- **EXERCISE REQUIREMENTS**
Please find every line below that contains the word "tower" and copy each one in full. Case counts.

- **MATERIAL**
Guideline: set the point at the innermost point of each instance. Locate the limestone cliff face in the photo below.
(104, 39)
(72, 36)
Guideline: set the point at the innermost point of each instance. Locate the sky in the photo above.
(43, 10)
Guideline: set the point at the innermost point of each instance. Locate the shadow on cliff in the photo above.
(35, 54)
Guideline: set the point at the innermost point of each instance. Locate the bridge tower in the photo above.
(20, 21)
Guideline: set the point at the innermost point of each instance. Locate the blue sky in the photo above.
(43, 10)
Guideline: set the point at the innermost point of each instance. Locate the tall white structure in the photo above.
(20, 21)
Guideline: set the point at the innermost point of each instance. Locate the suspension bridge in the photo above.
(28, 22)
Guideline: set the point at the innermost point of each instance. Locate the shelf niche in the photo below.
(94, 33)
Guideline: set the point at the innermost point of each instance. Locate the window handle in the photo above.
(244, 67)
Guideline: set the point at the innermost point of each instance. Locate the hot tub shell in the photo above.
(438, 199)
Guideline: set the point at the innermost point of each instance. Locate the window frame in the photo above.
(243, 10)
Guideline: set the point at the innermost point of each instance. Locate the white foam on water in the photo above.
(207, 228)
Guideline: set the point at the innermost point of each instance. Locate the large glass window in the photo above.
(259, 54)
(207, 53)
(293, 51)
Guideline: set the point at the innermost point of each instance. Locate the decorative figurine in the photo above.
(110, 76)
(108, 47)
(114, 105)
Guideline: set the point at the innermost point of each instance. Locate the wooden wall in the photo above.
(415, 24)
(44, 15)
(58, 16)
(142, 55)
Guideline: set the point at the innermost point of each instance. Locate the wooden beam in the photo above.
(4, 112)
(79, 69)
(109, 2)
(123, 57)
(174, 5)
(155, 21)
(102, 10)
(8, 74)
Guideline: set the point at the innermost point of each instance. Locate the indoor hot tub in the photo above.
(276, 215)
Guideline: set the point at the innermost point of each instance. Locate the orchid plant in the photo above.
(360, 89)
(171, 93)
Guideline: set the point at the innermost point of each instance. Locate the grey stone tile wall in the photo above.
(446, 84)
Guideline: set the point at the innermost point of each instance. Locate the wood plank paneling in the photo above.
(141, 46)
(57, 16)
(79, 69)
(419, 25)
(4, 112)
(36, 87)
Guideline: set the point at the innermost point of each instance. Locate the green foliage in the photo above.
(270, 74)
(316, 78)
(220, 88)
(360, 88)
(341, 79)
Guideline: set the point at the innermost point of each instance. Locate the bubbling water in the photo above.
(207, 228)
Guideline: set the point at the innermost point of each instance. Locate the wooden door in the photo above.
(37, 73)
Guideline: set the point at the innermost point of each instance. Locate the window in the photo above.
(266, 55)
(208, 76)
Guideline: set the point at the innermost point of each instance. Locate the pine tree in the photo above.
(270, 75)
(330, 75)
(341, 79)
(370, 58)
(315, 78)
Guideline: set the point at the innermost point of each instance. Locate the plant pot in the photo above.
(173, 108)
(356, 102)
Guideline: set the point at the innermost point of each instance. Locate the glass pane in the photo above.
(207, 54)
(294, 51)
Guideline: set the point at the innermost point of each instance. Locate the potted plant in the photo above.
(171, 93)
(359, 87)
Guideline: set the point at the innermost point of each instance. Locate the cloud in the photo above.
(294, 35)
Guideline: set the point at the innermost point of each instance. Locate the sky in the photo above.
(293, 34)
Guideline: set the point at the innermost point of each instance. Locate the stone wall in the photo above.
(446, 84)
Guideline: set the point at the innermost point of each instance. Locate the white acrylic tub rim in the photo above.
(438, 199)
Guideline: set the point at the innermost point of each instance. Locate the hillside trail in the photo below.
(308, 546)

==

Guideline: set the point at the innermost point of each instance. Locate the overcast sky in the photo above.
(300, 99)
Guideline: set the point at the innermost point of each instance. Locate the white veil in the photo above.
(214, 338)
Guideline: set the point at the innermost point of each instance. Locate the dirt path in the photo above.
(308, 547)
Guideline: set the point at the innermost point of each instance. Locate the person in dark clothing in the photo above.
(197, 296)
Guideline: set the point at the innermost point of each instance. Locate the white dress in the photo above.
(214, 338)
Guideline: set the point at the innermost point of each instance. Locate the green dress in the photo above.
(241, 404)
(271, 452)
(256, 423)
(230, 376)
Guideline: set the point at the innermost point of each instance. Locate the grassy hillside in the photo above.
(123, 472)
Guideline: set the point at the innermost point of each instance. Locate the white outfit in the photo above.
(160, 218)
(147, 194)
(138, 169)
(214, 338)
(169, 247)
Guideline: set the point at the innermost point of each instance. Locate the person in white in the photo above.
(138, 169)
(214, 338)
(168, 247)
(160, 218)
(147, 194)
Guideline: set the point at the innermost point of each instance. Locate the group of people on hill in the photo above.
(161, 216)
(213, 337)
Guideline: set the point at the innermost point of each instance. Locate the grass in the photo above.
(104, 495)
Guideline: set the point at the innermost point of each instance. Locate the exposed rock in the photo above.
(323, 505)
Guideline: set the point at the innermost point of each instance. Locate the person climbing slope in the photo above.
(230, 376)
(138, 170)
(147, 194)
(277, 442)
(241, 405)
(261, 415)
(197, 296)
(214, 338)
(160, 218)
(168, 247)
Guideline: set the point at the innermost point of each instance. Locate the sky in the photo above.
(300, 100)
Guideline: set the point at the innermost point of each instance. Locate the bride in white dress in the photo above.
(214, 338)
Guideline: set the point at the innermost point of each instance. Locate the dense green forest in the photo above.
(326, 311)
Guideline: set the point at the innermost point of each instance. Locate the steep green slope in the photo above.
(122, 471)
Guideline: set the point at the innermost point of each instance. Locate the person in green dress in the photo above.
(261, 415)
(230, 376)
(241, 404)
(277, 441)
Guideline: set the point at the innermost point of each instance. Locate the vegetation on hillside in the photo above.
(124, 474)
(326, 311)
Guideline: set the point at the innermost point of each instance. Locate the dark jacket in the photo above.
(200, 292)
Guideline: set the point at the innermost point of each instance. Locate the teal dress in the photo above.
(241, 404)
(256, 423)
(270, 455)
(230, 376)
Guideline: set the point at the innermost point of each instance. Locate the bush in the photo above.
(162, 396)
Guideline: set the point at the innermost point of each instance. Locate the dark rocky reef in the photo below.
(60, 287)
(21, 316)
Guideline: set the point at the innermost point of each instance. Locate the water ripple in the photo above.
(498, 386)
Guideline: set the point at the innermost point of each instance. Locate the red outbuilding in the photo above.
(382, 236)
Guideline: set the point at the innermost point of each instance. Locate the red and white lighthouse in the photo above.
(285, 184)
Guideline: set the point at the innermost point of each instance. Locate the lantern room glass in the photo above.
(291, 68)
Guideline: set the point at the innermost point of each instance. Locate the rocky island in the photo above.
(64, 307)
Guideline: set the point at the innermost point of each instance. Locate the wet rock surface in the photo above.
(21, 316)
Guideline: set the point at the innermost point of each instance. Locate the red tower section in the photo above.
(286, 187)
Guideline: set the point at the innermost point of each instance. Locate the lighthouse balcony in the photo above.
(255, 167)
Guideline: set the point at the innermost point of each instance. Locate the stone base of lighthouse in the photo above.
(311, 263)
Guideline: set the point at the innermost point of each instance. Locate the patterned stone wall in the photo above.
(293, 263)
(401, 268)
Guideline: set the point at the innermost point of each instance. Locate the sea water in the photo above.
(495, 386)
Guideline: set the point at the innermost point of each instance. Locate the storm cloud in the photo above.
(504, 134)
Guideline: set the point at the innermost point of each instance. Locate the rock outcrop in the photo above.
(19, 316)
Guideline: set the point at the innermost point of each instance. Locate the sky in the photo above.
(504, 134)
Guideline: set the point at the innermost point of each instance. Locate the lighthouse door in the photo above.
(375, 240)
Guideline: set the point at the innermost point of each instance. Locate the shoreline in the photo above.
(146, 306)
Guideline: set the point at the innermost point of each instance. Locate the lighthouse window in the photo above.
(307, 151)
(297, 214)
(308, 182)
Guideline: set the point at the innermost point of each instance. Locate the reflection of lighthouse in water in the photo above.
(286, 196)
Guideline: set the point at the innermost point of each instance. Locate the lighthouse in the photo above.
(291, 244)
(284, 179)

- **ANSWER TO THE EXERCISE**
Guideline: set the point at the innermost point of each instance. Locate the bridge tower in the photo above.
Guideline: set the point at the innermost point of each instance. Locate the red tower section in the photo above.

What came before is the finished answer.